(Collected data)
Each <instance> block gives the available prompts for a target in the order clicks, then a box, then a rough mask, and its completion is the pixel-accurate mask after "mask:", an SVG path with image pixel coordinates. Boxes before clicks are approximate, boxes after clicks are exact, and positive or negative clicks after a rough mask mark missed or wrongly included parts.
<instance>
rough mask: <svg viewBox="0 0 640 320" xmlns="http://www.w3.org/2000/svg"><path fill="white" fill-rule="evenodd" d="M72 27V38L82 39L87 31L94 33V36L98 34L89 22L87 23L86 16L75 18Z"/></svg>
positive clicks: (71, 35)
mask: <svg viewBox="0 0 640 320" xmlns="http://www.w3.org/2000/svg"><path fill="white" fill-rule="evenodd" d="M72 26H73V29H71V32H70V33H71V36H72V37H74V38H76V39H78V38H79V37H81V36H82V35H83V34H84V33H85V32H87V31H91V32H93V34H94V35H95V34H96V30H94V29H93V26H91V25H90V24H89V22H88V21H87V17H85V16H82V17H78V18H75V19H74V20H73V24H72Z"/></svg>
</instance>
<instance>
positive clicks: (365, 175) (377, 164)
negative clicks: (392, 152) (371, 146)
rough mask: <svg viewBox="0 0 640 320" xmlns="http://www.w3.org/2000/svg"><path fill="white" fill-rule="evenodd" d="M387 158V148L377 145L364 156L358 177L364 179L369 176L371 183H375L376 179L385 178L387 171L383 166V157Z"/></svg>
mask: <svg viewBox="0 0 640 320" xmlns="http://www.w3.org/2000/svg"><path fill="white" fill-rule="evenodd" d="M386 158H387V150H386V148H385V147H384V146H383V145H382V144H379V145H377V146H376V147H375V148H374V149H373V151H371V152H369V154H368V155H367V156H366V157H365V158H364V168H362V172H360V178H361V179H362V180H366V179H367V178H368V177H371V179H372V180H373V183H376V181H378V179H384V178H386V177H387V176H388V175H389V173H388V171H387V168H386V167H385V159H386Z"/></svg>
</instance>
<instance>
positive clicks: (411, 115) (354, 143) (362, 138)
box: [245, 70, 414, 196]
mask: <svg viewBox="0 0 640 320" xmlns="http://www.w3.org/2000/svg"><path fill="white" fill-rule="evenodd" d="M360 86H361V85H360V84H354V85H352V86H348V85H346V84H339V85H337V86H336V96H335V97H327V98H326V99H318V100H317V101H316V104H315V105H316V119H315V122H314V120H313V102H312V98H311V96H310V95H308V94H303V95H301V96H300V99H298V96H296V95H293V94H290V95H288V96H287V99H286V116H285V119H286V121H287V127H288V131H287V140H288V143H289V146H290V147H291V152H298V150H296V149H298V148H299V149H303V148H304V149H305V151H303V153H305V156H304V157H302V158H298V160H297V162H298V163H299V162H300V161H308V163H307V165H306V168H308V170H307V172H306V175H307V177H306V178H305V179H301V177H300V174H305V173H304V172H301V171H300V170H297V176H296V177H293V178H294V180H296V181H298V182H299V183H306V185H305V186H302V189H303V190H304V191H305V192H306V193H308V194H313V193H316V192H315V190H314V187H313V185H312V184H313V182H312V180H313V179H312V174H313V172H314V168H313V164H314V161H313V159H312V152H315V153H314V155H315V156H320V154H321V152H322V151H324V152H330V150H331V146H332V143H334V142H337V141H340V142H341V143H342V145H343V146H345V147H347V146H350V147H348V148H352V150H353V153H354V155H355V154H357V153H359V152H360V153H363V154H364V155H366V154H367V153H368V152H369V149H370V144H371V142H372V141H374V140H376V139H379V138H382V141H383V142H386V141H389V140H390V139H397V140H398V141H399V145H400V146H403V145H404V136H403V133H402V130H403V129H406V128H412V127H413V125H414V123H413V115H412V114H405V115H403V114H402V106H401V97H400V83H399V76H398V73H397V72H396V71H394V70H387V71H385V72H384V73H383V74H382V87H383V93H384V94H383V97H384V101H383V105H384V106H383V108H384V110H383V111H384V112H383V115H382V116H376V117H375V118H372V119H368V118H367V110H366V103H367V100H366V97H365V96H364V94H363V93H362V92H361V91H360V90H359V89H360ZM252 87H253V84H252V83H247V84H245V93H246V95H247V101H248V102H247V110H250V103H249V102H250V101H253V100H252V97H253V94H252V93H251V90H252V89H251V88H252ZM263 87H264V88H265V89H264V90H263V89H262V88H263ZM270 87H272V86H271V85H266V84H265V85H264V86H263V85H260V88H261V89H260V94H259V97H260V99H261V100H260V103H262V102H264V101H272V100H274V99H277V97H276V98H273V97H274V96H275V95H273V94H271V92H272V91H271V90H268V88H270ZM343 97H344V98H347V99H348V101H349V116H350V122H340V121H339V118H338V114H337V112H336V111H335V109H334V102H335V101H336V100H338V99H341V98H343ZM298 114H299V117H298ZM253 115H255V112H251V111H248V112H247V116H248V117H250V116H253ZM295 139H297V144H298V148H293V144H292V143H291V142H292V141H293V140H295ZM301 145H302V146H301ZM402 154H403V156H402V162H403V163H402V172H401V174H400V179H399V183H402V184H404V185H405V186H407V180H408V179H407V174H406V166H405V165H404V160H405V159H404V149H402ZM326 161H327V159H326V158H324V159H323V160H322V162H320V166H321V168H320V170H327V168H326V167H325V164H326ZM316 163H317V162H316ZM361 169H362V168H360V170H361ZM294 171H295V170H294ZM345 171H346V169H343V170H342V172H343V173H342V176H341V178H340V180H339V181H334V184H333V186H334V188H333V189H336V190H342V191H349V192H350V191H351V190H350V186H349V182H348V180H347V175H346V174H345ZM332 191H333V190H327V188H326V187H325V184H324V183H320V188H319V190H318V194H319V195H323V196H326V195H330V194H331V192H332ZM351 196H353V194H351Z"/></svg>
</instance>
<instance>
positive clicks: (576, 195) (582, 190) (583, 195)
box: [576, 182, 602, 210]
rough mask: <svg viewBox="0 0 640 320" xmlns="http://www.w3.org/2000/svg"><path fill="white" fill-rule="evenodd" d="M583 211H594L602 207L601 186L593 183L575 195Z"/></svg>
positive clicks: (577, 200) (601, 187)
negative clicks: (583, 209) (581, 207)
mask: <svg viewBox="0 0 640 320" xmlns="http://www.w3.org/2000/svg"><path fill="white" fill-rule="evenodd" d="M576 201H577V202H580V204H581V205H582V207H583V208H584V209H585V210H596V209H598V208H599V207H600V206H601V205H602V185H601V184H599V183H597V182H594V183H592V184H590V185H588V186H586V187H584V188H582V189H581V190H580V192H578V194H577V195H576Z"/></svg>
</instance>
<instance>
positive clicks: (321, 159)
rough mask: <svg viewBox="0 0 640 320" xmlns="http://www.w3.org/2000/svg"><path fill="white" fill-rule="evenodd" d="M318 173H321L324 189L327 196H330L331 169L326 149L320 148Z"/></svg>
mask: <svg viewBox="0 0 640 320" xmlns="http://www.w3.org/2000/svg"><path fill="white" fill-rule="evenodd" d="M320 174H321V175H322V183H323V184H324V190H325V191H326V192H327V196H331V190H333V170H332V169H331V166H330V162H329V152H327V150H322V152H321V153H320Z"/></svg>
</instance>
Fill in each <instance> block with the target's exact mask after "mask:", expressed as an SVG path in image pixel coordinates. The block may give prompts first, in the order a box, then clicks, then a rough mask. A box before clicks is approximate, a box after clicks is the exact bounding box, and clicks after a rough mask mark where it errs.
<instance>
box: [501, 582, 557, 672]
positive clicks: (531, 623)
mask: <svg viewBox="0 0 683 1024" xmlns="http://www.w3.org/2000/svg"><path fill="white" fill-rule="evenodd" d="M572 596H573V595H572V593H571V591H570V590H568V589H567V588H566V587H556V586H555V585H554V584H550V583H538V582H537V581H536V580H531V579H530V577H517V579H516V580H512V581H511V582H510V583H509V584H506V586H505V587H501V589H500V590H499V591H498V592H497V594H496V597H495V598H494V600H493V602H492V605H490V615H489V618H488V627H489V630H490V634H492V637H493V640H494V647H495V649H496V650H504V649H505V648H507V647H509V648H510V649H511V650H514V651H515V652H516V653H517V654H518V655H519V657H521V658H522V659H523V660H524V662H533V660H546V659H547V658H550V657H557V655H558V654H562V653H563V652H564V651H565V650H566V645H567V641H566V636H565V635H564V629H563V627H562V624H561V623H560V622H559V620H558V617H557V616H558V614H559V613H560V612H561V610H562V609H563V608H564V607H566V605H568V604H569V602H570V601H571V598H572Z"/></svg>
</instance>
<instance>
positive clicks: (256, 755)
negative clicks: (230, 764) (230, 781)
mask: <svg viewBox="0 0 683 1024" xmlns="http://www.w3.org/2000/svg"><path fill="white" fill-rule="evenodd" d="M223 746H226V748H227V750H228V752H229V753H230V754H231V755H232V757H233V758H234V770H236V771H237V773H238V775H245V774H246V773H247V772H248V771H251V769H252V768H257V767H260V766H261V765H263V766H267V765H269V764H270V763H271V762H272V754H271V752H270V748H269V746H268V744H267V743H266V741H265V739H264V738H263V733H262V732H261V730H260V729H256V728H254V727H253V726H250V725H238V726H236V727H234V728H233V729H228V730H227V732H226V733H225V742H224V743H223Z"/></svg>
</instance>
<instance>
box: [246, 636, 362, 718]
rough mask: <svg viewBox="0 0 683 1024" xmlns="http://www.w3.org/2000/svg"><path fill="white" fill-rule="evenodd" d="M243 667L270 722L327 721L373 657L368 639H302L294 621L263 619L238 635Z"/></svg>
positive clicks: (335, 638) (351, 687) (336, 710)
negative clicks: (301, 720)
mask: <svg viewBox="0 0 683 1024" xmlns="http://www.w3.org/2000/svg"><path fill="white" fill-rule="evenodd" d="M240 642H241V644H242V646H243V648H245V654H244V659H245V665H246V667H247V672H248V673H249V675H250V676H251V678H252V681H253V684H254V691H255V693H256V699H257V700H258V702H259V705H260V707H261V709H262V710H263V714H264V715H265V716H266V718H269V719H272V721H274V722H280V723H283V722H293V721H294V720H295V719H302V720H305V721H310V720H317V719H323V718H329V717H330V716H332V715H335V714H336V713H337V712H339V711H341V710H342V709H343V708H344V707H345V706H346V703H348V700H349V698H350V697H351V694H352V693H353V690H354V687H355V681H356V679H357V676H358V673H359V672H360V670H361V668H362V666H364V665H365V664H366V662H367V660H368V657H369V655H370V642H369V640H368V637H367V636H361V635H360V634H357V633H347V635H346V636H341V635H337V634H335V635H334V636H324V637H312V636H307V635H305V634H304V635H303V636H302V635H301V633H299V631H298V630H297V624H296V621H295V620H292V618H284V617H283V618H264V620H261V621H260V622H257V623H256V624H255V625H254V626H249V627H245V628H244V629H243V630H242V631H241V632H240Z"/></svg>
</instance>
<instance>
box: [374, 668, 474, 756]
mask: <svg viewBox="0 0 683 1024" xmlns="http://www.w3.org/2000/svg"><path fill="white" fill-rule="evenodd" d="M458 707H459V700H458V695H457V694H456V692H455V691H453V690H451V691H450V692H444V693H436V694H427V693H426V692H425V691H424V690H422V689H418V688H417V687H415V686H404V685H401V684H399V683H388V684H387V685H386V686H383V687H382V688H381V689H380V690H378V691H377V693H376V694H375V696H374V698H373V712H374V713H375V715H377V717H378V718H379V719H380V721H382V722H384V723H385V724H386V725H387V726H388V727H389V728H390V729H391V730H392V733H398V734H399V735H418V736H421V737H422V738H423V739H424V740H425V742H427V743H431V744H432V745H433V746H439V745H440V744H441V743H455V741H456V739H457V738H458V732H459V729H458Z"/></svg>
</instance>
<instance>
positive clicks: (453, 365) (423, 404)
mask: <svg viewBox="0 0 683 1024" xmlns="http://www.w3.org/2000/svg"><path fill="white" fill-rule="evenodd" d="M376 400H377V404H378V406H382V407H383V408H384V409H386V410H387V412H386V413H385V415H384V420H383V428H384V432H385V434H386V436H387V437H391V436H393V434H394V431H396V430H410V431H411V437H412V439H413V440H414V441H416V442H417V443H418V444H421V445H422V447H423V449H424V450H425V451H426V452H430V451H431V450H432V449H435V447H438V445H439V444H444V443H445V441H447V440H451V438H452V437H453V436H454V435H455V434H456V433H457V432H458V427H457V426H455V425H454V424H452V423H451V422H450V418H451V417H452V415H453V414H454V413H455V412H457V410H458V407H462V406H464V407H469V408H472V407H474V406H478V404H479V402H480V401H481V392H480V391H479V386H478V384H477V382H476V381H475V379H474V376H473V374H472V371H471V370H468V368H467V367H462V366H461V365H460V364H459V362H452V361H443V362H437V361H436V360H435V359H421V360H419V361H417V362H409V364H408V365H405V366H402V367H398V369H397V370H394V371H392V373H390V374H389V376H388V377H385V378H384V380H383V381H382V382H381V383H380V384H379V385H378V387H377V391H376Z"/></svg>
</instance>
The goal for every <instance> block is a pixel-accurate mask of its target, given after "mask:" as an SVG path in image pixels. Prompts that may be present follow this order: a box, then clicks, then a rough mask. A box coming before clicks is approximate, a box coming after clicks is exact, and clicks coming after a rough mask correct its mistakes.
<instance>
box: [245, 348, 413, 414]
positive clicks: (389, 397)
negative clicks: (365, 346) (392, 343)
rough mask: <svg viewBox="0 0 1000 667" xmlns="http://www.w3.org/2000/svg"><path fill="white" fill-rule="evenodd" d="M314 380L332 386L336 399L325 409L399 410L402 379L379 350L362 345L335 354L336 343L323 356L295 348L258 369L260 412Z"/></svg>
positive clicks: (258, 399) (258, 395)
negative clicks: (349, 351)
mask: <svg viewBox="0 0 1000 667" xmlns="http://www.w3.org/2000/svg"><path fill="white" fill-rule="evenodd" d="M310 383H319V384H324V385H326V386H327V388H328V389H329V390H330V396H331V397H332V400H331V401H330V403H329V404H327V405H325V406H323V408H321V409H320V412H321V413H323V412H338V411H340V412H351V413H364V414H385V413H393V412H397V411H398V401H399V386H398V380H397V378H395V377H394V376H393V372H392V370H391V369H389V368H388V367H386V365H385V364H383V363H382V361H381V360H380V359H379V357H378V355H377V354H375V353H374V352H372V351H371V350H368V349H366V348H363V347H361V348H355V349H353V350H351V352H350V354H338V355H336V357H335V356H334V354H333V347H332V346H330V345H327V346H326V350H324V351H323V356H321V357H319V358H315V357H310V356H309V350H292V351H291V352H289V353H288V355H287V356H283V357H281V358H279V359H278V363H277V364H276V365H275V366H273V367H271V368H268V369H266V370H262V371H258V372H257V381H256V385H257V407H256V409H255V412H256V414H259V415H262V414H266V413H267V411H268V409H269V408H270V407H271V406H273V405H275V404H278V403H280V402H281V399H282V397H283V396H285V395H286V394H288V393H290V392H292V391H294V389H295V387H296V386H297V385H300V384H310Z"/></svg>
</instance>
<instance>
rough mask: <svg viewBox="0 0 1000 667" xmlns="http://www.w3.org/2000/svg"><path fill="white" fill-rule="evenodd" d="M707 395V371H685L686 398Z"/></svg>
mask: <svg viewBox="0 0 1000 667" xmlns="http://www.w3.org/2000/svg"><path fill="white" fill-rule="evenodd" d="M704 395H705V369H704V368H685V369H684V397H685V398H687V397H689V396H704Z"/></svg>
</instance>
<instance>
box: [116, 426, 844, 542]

> [Work to complete] Rewrite the stretch from the start of the data through the line containing "positive clicks: (71, 35)", changing "pixel-accurate" to "pixel-exact" and leaving everything else as is.

> [Problem solution]
Each <instance> block gives the available prompts for a target in the order clicks, then a box, then a rough mask, and its completion is the pixel-exact mask after "mask:", an SVG path with image pixel coordinates. Boxes before clicks are approximate, boxes after clicks are exact, and positive or negative clicks after a rough mask mark missed or wrongly included parts.
<instance>
rough mask: <svg viewBox="0 0 640 320" xmlns="http://www.w3.org/2000/svg"><path fill="white" fill-rule="evenodd" d="M72 27V38L82 39L87 31L94 33V36L98 34L89 22L87 23L86 16L75 18Z"/></svg>
positive clicks: (71, 35)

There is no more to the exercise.